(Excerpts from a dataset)
============

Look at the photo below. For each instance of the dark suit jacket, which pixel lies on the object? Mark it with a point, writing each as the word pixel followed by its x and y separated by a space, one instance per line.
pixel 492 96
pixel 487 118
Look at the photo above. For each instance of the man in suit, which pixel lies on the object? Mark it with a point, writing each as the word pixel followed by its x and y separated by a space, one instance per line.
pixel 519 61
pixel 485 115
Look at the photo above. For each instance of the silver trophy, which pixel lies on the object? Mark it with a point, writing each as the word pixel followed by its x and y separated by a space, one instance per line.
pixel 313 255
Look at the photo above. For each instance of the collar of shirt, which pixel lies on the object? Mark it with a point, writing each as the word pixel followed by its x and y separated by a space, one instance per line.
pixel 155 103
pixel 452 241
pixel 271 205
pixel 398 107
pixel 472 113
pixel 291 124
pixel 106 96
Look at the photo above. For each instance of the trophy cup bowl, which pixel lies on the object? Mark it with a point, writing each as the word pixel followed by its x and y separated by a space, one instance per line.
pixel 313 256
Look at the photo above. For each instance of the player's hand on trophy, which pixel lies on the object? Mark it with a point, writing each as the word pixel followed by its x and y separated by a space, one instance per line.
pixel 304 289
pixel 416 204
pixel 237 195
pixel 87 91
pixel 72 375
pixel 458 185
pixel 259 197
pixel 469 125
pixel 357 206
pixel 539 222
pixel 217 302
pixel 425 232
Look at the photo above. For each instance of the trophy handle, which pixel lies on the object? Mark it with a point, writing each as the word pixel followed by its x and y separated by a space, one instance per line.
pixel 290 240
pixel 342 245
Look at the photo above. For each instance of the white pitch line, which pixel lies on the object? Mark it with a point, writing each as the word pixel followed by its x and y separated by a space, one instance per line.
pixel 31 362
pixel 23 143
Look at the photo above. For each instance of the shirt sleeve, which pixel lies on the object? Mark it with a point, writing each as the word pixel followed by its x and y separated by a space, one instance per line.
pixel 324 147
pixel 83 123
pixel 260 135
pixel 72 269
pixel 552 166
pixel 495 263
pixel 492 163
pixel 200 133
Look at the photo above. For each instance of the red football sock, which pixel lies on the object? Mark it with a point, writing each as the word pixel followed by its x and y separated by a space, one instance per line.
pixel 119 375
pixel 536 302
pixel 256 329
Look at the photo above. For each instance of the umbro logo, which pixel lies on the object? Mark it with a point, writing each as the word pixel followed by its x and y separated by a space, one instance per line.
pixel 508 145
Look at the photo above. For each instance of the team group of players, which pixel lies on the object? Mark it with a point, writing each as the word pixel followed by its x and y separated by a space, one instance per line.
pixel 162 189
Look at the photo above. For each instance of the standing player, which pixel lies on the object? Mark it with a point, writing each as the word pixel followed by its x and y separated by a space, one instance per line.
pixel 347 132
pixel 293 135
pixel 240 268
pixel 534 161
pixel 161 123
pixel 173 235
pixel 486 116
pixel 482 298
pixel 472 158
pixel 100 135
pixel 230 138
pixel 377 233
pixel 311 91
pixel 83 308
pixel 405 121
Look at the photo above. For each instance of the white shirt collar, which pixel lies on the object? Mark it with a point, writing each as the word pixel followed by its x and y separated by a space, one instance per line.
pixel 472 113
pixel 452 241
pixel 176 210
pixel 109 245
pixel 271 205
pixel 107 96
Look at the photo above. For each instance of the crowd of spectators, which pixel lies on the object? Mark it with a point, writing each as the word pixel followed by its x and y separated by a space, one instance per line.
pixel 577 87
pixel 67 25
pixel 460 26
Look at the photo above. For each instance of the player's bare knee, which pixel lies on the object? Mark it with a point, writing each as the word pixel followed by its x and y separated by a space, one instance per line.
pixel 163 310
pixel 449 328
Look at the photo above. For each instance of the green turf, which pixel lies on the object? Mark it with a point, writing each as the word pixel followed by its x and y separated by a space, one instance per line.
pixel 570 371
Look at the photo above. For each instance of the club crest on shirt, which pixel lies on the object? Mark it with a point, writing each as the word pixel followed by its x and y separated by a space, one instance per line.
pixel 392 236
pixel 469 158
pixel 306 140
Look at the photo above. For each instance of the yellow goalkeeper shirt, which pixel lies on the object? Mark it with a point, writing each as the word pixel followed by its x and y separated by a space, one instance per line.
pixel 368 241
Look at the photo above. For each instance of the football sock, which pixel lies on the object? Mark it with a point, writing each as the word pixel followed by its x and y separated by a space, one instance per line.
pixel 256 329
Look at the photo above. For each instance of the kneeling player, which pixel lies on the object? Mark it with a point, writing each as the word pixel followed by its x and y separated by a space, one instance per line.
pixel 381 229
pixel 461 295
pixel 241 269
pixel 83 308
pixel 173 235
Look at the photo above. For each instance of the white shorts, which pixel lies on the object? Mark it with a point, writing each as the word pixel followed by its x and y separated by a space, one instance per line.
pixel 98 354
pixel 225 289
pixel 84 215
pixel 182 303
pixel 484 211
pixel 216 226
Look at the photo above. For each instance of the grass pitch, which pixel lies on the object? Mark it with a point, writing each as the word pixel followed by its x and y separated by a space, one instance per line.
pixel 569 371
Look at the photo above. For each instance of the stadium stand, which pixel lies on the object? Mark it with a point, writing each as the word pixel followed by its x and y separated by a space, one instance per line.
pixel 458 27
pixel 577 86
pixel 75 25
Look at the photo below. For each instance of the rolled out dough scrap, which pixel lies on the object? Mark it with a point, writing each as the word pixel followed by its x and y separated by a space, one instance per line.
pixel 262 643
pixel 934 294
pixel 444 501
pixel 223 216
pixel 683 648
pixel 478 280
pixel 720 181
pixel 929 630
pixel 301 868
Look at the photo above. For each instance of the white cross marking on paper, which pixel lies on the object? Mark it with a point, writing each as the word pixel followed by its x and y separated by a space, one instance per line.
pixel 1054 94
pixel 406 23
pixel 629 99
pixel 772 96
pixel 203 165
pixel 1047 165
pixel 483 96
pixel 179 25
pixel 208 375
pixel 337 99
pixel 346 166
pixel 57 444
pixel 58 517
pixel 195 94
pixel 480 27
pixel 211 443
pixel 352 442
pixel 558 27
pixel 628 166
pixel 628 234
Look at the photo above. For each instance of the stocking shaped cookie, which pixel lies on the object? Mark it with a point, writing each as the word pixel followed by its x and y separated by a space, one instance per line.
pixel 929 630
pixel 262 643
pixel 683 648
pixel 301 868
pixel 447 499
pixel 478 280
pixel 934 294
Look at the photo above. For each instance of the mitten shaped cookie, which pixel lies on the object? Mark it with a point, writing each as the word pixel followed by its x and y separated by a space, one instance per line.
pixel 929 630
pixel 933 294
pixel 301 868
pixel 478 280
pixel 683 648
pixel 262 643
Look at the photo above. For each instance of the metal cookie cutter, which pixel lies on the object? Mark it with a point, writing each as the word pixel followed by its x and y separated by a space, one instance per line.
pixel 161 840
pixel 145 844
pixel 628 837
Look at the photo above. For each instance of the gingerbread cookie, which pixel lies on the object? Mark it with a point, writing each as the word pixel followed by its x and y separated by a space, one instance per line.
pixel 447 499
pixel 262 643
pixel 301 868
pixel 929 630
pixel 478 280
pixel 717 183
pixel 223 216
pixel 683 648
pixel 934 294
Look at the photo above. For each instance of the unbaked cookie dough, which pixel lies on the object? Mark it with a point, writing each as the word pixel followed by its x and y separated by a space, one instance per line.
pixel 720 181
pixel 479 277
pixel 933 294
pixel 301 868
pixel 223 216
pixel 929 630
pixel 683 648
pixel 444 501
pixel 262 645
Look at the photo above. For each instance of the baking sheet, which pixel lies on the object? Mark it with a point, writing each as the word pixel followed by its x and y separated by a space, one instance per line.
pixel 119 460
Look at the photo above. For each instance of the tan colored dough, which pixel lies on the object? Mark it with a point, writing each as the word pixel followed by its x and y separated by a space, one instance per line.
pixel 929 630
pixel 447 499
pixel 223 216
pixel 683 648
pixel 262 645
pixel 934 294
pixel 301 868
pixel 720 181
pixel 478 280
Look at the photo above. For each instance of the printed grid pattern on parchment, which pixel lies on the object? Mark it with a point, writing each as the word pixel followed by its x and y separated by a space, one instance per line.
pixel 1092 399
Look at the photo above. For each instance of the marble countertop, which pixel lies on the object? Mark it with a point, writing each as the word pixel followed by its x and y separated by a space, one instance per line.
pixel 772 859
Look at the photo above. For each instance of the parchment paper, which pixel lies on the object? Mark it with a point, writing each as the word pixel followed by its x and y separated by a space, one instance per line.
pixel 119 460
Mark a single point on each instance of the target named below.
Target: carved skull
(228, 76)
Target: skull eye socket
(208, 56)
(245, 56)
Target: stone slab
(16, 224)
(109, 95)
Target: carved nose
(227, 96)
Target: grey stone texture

============

Copy, without any change, the lines from the one that contains "Target: skull eye socket" to the final line of the entries above.

*Response to this exercise*:
Target: skull eye socket
(208, 56)
(245, 56)
Target: stone slab
(16, 224)
(109, 95)
Target: carved nose
(227, 96)
Target: grey stone texture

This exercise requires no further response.